→ **Selected text**
━━━

Put that hoppy ale down, my friend. Drinks are not a prerequisite for getting to know someone. Dominique Howard is here to sing the praises of sober dating.
I’m thirty-five and I get nervous when I date.
I believe myself to be a confident and self-actualized being, but I use alcohol to feel comfortable in social situations. Whether a post-work pint, or cocktails for a birthday, drinking allows me to shed my self-conscious. Drinking makes me honest. I’m thirty-five and I have been on less than twenty dates.
For all my dating years I’ve been of the mind that a first date should be drinks only.
I no doubt deciphered this advice from a romantic comedy retired from my DVD collection (also retired). Anything longer than a drink seems like a time commitment.
Using the term “date” is usually the beginning of where my nervousness begins. Dating sometimes implies a game—a system that can be manipulated. Finding a partner, friendship, or otherwise is an art that cannot be quantified in “10 Tips to Trick Your 1st Date into Thinking You’re a Cool Person.” As a result of my apprehension I required copious amounts of alcohol to manage these encounters. Looking back, it’s interesting to see how defeatist my attitude was toward finding a potential partner. Somehow dating had become a chore; an activity to be suffered through to be later described in a humorous status update on Facebook.
Sober meet ups put the fun back into finding a potential partner and open me up to mindfully to new experiences.

━━━

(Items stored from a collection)
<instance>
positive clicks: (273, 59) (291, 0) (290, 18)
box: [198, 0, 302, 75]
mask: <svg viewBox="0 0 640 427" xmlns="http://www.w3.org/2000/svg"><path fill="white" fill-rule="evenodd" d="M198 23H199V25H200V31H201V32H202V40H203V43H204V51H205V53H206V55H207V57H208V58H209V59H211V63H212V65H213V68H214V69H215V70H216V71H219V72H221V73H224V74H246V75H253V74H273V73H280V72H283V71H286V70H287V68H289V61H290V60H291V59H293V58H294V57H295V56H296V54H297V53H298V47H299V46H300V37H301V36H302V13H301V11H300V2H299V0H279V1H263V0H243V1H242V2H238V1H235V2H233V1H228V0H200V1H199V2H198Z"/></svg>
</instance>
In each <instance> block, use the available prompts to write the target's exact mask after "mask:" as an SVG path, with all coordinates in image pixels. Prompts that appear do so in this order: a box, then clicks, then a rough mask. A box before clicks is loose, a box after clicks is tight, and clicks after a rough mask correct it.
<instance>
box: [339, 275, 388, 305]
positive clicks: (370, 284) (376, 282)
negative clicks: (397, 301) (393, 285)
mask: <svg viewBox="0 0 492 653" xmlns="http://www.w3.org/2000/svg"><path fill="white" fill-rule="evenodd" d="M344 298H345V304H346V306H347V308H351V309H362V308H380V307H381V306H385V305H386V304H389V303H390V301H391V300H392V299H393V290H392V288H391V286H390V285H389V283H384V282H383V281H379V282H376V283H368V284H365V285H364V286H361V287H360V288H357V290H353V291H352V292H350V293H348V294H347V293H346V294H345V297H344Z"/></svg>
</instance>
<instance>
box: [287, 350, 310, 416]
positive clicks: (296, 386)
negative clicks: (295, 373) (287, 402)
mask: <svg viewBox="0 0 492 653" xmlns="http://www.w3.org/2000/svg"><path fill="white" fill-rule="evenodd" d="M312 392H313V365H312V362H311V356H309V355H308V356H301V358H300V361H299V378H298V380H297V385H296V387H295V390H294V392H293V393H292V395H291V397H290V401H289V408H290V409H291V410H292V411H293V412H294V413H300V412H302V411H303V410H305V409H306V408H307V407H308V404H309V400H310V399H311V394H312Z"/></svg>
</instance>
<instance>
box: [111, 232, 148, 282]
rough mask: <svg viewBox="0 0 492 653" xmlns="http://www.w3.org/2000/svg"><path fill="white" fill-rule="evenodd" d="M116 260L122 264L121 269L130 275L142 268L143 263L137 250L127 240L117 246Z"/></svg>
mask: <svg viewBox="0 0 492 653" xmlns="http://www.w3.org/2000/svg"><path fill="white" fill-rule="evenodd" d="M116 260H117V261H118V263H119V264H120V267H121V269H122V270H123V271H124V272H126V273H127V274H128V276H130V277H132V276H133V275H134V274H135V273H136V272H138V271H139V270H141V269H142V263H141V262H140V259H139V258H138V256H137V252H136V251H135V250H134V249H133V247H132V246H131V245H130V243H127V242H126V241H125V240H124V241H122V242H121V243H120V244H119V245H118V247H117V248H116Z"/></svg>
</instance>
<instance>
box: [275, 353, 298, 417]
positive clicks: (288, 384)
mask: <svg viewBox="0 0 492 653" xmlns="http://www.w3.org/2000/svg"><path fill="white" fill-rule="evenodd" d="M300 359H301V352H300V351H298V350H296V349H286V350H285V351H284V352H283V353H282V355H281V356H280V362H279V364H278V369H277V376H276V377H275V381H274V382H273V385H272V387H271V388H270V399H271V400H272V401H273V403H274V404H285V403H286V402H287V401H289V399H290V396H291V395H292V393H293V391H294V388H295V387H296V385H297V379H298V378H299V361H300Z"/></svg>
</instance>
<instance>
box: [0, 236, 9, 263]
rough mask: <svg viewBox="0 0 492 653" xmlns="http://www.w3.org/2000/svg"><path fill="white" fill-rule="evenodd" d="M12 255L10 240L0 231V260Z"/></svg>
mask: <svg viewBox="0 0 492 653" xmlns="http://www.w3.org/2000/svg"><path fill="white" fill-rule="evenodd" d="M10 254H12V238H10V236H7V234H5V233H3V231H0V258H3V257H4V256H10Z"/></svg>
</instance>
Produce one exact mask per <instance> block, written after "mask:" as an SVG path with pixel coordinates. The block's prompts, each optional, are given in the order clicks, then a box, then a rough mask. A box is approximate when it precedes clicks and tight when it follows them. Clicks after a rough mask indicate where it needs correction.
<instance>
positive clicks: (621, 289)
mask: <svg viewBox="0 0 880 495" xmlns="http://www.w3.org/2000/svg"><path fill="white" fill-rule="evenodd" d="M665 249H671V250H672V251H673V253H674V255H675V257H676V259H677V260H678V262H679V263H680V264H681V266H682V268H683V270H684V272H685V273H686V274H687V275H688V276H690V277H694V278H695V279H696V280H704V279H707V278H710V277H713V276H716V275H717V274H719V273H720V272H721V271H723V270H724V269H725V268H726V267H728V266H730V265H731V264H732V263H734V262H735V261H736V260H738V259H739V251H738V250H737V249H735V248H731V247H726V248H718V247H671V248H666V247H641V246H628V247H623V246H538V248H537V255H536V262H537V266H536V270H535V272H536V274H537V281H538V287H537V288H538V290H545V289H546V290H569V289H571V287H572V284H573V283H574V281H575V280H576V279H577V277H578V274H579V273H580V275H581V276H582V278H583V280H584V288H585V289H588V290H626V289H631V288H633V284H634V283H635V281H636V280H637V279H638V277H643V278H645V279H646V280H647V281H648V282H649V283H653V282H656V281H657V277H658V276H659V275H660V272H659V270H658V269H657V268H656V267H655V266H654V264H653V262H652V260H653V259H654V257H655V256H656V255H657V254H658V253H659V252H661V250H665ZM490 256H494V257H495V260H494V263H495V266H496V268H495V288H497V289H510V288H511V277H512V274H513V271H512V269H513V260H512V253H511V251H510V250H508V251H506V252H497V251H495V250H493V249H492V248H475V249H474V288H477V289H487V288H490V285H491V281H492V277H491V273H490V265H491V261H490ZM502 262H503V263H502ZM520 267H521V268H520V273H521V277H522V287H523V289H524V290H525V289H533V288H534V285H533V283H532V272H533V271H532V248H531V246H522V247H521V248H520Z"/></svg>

━━━

→ **Problem details**
Write the next part of the essay on sober dating, starting right after its last sentence.

→ **Task response**
Alcohol is a powerful substance that I myself don’t fully understand. There are times when I consume alcohol and have a merry time, and other times when alcohol has been the catalyst for me saying and doing things that do not fit within my personality.
Alcohol should be consumed in small amounts or preferably not at all during the dating process. More than alcohol impairing my judgment (although definitely an issue), it can affect my personality in ways it can be hard to foresee. I may say something or react in way that is unusual for me. When this is done amongst friends who know me in my natural state this has little effect. When I become inebriated and sing “Ice, Ice Baby” in a slightly aggressive manner on a first encounter with a potential romantic partner… this can lead to complications and miscommunication.
A first meet up should reflect me, not the six pints organic hops beer I consumed. When sober, I speak eloquently about my past experiences; but when even one alcoholic beverage is added to the mix, I adopt a tone that is foreign to my own ear.
Trying to address my nervousness with libations proved consistently ineffective. I realized that pre-meet up meditation or yoga put me in an open state to enjoy meeting someone. These viable alternatives help me connect with my body, mind and spirit and center me to be the person I am at my most comfortable state.
Meet ups can be organized so the lack of alcohol is less apparent. Meeting at a bar and ordering a Perrier may seem difficult, but reframing my meet up by making plans for lunch or tea break can often change the experience. Meet ups during the day often feel more casual with a wider option of casual places to enjoy conversation. Meet ups are done on what I call “neutral ground”—cafes and restaurants are common choices. These choices reflect my taste in food, but what does it say about me?
As an avid amateur indoor rock climber, I suggest this activity on any first meeting. It’s a casual setting and if my partner is familiar with the activity, we can enjoy it together. If they are new to the sport it gives me the opportunity to help them enjoy something that I enjoy and speaks to who I am as a person.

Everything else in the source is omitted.